TEXT:
-=-=-=-=-

Heteroannulation of Arynes with α-Amino Imides: Synthesis of 2,2-Disubstituted Indolin-3-ones and Application to the Enantioselective Total Synthesis of (+)-Hinckdentine A

A novel heteroannulation reaction between α-amino imides and in situ generated arynes has been developed for the synthesis of 2,2-disubstituted indolin-3-ones. An enantioselective total synthesis of the marine alkaloid (+)-hinckdentine A was subsequently accomplished using this reaction as a key step. A catalytic enantioselective Michael addition of an α-aryl-α-isocyanoacetate to phenyl vinyl selenone was employed for the construction of the enantioenriched α-quaternary α-amino ester.

Synthesis of Oxazolidin-2-ones by Oxidative Coupling of Isonitriles, Phenyl Vinyl Selenone, and Water

Reaction of alkyl isocyanides, phenyl vinyl selenone, and water in the presence of a catalytic amount of Cs2 CO3 afforded oxazolidin-2-ones in good yields. This unprecedented heteroannulation process created four chemical bonds in a single operation with the isocyano group acting formally as a polarized double bond and phenyl vinyl selenone as a latent 1,3-dipole. The phenylselenonyl group played a triple role as an electron-withdrawing group to activate the 1,4-addition, a leaving group, and a latent oxidant in this transformation.

Integrated One-Pot Synthesis of 1,3-Oxazinan-2-ones from Isocyanoacetates and Phenyl Vinyl Selenones

Brønsted base (Et3N or DBU) catalyzed Michael addition of α-substituted α-isocyanoacetates to phenyl vinyl selenones followed by a Brønsted acid (PTSA) catalyzed domino oxidative cyclization afforded 1,3-oxazinan-2-ones in good to excellent yields. Enantio-enriched 1,3-oxazinan-2-ones were accessible using a Cinchona alkaloid-derived bifunctional catalyst for the first step. In this integrated one-pot process, the pheny selenonyl group acted consecutively as an activator, a leaving group and a latent oxidant.

-=-=-=-=-

DATA FOR REVIEW:
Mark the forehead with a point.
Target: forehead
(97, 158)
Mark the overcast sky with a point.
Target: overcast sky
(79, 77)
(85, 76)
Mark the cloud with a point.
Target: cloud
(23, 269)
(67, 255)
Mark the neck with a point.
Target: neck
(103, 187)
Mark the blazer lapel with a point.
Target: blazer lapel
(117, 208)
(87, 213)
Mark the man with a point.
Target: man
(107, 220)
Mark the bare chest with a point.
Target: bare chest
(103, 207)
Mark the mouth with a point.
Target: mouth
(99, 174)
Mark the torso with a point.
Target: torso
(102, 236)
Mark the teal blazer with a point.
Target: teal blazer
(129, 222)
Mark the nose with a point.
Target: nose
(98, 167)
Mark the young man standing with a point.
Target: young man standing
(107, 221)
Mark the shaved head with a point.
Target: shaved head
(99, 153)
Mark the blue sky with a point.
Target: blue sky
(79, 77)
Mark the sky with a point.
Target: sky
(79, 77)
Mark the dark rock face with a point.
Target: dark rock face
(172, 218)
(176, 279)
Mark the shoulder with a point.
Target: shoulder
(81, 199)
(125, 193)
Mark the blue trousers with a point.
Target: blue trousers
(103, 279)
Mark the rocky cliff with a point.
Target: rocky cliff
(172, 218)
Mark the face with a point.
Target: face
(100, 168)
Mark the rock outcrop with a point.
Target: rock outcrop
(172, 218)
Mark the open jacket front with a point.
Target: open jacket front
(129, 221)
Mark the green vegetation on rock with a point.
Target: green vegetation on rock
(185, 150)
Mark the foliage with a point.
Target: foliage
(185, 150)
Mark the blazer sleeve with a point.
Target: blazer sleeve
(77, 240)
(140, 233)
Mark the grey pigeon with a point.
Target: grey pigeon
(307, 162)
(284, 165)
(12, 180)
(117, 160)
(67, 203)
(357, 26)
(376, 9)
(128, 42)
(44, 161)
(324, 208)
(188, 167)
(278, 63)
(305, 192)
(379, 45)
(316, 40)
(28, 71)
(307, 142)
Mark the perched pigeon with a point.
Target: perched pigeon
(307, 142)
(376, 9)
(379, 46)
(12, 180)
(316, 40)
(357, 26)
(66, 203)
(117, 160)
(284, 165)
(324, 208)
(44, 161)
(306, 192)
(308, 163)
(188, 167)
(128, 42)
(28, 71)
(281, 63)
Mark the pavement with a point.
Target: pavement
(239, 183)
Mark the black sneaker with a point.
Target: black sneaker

-=-=-=-=-

TASK REQUIREMENTS:
a: Answer from the chemistry abstracts:
(i) Which marine alkaloid was made by enantioselective total synthesis?
(ii) How many chemical bonds did the oxazolidin-2-one heteroannulation create in a single operation?
(iii) Which Brønsted acid catalyzed the domino oxidative cyclization to 1,3-oxazinan-2-ones?
b: Continue the chemistry abstracts from their last sentence.
The data above come from a source unrelated to the chemistry abstracts.

EXERCISE ANSWERS:
a:
(i) (+)-Hinckdentine A
(ii) Four
(iii) PTSA

b:
Triple role of phenylselenonyl group enabled a one-pot synthesis of 1,3-oxazinan-2-ones from α-isocyanoacetates, phenyl vinyl selenones, and water

Reaction of α-substituted α-isocyanoacetates with phenyl vinyl selenones in the presence of a catalytic amount of base (DBU or Et3N, 0.05-0.1 equiv) followed by addition of p-toluenesulfonic acid (PTSA, 0.1-0.2 equiv) afforded 4,4,5-trisubstituted 1,3-oxazinan-2-ones in good to excellent yields. Enantiomerically enriched heterocycles can also be prepared using a Cinchona alkaloid-derived bifunctional organocatalyst for the Michael addition step. The phenylselenonyl group served as an activator for the Michael addition, a leaving group and a latent oxidant in this integrated reaction sequence.

From racemic to enantioselective total synthesis of trigonoliimines via development of an organocatalytic enantioselective Michael addition of α-aryl-α-isocyanoacetate to vinyl phenyl selenone

Trigonoliimines are hexacyclic bisindole alkaloids isolated recently by Hao and co-workers. A synthesis of (±)-trigonoliimine B was accomplished in seven steps from simple starting materials featuring the Bischler-Napieralski reaction for closing the seven-membered ring with concomitant formation of an exoimine. Sulfolane was found to be the solvent of choice for this unprecedented transformation. An organocatalytic enantioselective synthesis of α,α'-disubstituted α-amino acids was subsequently developed using methyl α-aryl-α-isocyanoacetates as glycine templates and vinyl phenyl selenone as a Michael acceptor. Using one of this Michael adducts as a starting material, total synthesis of both (+)- and (-)-trigonoliimine A was subsequently realized.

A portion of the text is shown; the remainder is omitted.